§ **Problem requirements**
A letter-for-letter copy of the listing is required, with no pictures in it.

Material for this exercise START

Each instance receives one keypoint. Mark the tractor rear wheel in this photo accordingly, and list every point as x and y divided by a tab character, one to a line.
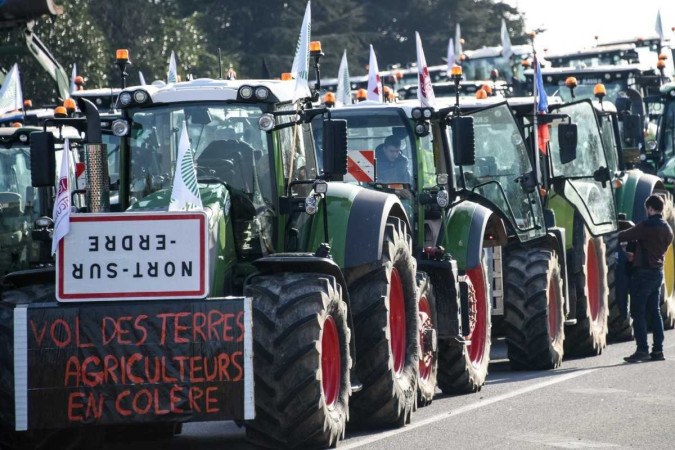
589	289
302	360
533	309
62	439
619	328
463	367
384	304
428	327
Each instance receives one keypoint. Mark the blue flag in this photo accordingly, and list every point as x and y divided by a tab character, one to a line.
540	92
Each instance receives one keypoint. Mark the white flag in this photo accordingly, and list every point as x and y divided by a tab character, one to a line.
300	69
61	212
344	88
451	56
659	25
172	74
458	42
185	192
374	85
73	75
507	51
11	96
425	91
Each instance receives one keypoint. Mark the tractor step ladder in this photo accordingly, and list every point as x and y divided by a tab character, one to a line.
495	275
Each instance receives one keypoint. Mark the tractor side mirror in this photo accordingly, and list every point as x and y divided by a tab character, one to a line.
632	127
567	141
623	105
335	148
42	159
463	141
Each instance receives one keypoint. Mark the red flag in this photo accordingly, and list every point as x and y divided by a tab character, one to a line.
543	137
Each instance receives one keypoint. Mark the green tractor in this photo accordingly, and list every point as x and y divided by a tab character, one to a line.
450	243
620	114
578	196
322	271
25	215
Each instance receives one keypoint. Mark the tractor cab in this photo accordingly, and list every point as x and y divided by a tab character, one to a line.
25	211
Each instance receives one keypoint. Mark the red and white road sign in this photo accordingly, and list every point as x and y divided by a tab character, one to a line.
360	166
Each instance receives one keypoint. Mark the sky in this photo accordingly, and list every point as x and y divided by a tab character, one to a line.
573	24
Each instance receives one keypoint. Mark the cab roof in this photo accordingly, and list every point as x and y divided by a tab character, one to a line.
208	89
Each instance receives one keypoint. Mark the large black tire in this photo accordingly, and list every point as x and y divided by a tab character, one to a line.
428	329
589	290
79	438
463	368
385	319
619	328
533	309
302	361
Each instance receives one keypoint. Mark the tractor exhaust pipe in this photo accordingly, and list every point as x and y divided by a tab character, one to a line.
96	161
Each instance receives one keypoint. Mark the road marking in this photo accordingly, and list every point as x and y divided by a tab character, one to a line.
468	408
558	441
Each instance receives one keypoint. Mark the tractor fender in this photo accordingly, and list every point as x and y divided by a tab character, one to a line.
469	228
366	225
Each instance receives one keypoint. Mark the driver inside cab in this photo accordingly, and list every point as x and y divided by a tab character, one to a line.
392	165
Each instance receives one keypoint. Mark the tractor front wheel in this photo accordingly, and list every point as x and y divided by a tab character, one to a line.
533	309
428	328
463	366
386	320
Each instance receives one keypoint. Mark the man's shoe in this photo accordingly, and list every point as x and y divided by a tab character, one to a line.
637	357
657	356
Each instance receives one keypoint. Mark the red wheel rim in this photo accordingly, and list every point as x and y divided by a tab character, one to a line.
425	325
478	326
330	361
397	321
553	316
593	281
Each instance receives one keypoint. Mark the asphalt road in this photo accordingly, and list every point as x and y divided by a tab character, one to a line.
597	402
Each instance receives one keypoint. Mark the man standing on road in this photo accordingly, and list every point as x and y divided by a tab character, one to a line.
653	236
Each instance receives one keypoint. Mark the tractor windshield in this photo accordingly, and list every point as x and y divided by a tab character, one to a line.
592	199
667	131
609	141
18	208
225	139
501	161
382	134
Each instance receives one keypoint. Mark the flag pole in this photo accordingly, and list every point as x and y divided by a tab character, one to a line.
535	125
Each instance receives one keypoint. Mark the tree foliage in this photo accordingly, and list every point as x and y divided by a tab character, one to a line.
246	34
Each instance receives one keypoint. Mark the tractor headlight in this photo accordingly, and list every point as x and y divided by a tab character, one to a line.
246	92
320	187
140	96
125	99
311	205
421	129
120	127
44	222
442	198
266	122
262	93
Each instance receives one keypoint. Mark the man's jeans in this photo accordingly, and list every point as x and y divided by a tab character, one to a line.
645	296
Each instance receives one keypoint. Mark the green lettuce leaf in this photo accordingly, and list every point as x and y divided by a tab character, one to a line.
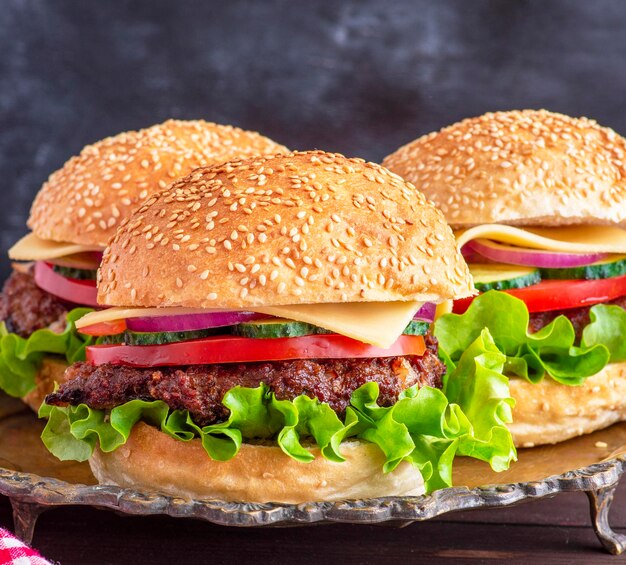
423	427
20	358
530	356
607	327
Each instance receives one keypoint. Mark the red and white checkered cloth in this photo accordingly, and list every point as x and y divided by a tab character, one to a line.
15	552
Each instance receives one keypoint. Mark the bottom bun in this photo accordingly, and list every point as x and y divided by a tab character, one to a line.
549	412
52	371
258	473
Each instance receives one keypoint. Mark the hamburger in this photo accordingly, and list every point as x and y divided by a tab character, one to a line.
267	338
72	218
538	204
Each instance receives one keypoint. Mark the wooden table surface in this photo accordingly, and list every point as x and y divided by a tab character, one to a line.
554	530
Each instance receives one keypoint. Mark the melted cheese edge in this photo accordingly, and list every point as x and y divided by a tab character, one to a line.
33	248
376	323
573	239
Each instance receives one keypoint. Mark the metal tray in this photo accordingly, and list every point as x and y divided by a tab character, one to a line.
35	481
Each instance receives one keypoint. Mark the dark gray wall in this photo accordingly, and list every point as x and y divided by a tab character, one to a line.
356	76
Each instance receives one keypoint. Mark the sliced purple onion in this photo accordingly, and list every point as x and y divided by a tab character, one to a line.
426	313
531	257
190	322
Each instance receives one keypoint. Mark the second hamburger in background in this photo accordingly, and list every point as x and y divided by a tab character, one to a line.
269	340
538	202
72	218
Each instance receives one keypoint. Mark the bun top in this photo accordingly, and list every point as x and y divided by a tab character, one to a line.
85	201
529	167
299	228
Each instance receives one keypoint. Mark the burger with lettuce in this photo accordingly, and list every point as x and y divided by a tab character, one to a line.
268	338
538	204
72	218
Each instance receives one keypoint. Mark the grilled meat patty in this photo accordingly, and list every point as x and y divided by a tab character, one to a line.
200	388
578	316
24	307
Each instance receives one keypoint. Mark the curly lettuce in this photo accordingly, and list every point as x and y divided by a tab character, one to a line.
550	351
423	427
20	358
607	327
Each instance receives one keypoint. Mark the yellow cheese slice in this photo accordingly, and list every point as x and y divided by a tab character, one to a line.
377	323
444	308
573	239
33	248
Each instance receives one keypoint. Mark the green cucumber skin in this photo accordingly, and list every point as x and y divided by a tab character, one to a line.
507	284
416	327
158	338
73	273
277	330
587	272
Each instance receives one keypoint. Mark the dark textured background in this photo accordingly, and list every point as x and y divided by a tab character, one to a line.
356	76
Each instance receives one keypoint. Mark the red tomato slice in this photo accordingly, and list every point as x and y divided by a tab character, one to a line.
72	290
105	328
560	295
230	349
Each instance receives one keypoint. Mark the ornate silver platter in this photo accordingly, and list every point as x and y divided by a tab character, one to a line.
34	481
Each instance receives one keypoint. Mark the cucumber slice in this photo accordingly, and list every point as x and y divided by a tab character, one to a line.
503	277
614	266
73	273
276	327
159	338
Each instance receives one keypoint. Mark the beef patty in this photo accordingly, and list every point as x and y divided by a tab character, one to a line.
24	307
200	388
578	316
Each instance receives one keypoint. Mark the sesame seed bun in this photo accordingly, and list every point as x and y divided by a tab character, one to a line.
85	201
310	227
549	412
529	167
152	460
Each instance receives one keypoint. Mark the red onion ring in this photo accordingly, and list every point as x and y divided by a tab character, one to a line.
531	257
190	322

Material for this exercise END

§ **Answer for this exercise**
Each instance receives one keypoint. Mark the tractor rear wheel in this photo accordingly, and list every point as x and y divided by a tab character, one to a line.
589	289
302	360
533	309
62	439
619	328
463	367
384	304
428	327
Each instance receives one keypoint. Mark the blue flag in this photo accordingly, and list every point as x and y divided by a tab character, one to a line.
540	92
Each instance receives one keypoint. Mark the white flag in this photo accordingly, and list every point as x and y divided by a tab character, one to a line.
300	69
61	212
344	88
451	56
659	25
172	74
458	42
185	192
374	85
73	75
507	51
11	96
425	91
Each instance receives one keypoint. Mark the tractor step ladder in this photo accordingly, and list every point as x and y divided by a tab character, one to a line.
495	275
Each instance receives one keypoint. Mark the tractor side mirror in this photo accordingly, and list every point as x and y divided by a tab character, one to a line.
632	127
567	141
623	105
335	148
42	159
463	141
Each instance receives one keypoint. Mark the red flag in this photo accordingly, and list every point as x and y divided by a tab character, one to a line.
543	137
Each instance receives one keypoint. Mark the green tractor in this photo accordingly, and list every point as x and y divided by a tab character, one to a line.
450	243
620	114
578	196
322	271
25	215
Each instance receives one keypoint. Mark the tractor cab in this photo accordingly, and list every point as x and y divided by a tab character, one to a line.
25	211
Each instance receives one keypoint. Mark the red and white road sign in this photo accordingly, and list every point as x and y divided by a tab character, one to a line.
360	166
Each instance receives one keypoint. Mark the sky in this photo accordingly, and list every point as x and y divided by a tab character, one to a line.
573	24
Each instance receives one keypoint. Mark the cab roof in this photo accordingly, and list every point as x and y divided by a tab character, one to a line.
208	89
Each instance receives one keypoint. Mark the large black tire in this photo accordingly, and list every point as x and y divided by a tab character, one to a line.
428	329
589	290
79	438
463	368
385	319
619	328
533	309
302	361
Each instance receives one keypoint. Mark the tractor exhaust pipe in this photo accordingly, and list every point as x and y divided by a tab character, one to a line.
96	161
Each instance receives one keypoint. Mark the road marking in this photo accordingly, and list every point as x and y divided by a tab character, one to a line.
468	408
558	441
Each instance receives one keypoint. Mark the tractor fender in this photo accordingly, and list every point as x and y divided by a tab character, one to a line.
469	228
366	225
Each instance receives one keypoint. Mark the driver inside cab in this photo accordingly, and list every point as x and y divided by a tab character, one to a line.
392	165
Each instance receives one keypoint. Mark the tractor front wheel in this photo accordingly, and list every point as x and y divided by a tab character, one to a line.
533	309
428	328
463	366
386	320
Each instance receives one keypoint. Mark the man's shoe in this photo accordingly, and list every point as x and y divided by a tab character, one to a line.
637	357
657	356
Each instance receives one keypoint. Mark the red wheel rim in this photo accordingly, and list every point as x and y divided by a tab character, one to a line.
425	325
478	326
330	361
397	321
553	316
593	281
Each instance receives one keypoint. Mark the asphalt road in this photo accordingly, and list every point as x and y divided by a tab character, one to a line.
597	402
Each instance receives one keypoint. Mark the man standing on road in this photo accordingly, and list every point as x and y divided by a tab character, one to a line.
653	236
Each instance receives one keypoint. Mark the tractor windshield in this photo accordingly, and list every point as x and y divided by a tab character, one to a line.
592	199
667	131
609	141
18	208
225	139
501	161
382	134
Each instance receives one keypoint. Mark the flag pole in this photo accordingly, and list every point as x and y divided by a tab character, one to a line.
535	125
Each instance receives one keypoint. Mark the tree foliage in this photo accordingly, and list every point as x and y divided by a tab character, one to a line.
246	34
Each instance receives one keypoint. Mark the tractor headlight in this photo accordingly, and list every point as x and y divided by a tab character, one to a line.
246	92
320	187
140	96
125	99
311	205
421	129
120	127
44	222
442	198
266	122
262	93
Each instance receives one keypoint. Mark the man's jeans in this photo accordingly, and list every point as x and y divided by a tab character, one to a line.
645	296
Each instance receives one keypoint. Mark the green lettuce leaf in this photo accordingly, and list every point as x and y divided by a tab character, one to a line.
423	427
20	358
530	356
607	327
Each instance receives one keypoint. Mark the red and white checkered cloth in this photo accordingly, and list every point as x and y divided by a tab character, one to a line.
15	552
Each instance receives one keypoint. Mark the bottom bun in this photo accordingly, and list every point as x and y divided by a tab character, one to a line.
549	412
52	371
258	473
Each instance receives one keypoint. Mark the hamburger in this photo accordingly, and list every point as x and y divided by a tab character, one to a line.
267	338
72	218
538	204
Each instance receives one keypoint. Mark the wooden table surface in this photo accordingly, and list every point as x and y divided by a tab character, one to a line.
554	530
Each instance receives one keypoint. Mark the melted cheese edge in this photo accordingly, and list every point as x and y divided by a tab character, one to a line.
33	248
376	323
573	239
Each instance receives one keypoint. Mark the metal tray in this photo accordingly, and list every point as x and y divided by a tab character, one to a line.
35	481
Each instance receives one keypoint. Mark the dark gray wall in this photo accordingly, and list every point as x and y divided by a tab character, one to a line.
356	76
Each instance receives one keypoint. Mark the sliced purple onion in this photo accordingly, and list every point as x and y divided by a tab character, one to a line.
426	313
531	257
190	322
Each instance receives one keypoint. Mark the second hamburger in background in this photo accordingly, and list every point as x and y divided by a tab character, one to a line.
269	340
538	202
72	218
Each instance receives one keypoint. Mark the bun top in this photo accordingly, and list every point as x and y divided by a tab character, one to a line.
85	201
529	167
299	228
Each instance receives one keypoint. Mark the burger with lettuce in this photo accordingly, and list every point as x and y divided by a tab character, one to a line.
268	338
538	204
72	218
Each instance receives one keypoint. Mark the grilled meat patty in this photo accordingly, and list every point as x and y divided by a tab character, one to a line.
200	388
578	316
24	307
Each instance receives one keypoint. Mark the curly lettuce in this photo accordingly, and list every point as x and y divided by a tab character, one to a line.
550	351
423	427
20	358
607	327
Each instance receives one keypoint. Mark the yellow cheese slice in this photo accordingly, and list every point as x and y divided by a tab character, one to a line.
377	323
444	308
573	239
33	248
Each instance receives one keypoint. Mark the green cucumber skin in this photo accordingly, and list every point as x and y divided by a tab character, one to a line.
507	284
416	327
158	338
73	273
277	330
587	272
Each instance receives one keypoint. Mark the dark textured background in this photo accordingly, and list every point as x and y divided by a tab character, one to a line.
356	76
Each instance receives one keypoint. Mark the red tomato slice in this photo accordingly, and list every point as x and y divided by a tab character, one to a line.
72	290
105	328
560	295
230	349
Each instance receives one keypoint. Mark the ornate silver platter in this photo accordingly, and list every point as x and y divided by a tab character, one to a line.
34	481
Each instance receives one keypoint. Mark the cucumber slice in this photo accordingly, and list every point as x and y divided by a tab character, one to a line.
503	277
614	266
73	273
276	327
159	338
Each instance receives one keypoint. Mark the beef patty in this photo accordingly, and list every point as x and y divided by a tab character, one to a line.
24	307
200	388
578	316
Each instance receives one keypoint. Mark the sesame seed bun in this photo accordingly, and list every point as x and y divided by a tab character, one to a line.
85	201
310	227
549	412
529	167
152	460
Each instance receives one keypoint. Mark the red onion ring in this photo accordingly, and list every point as x and y divided by a tab character, one to a line.
531	257
190	322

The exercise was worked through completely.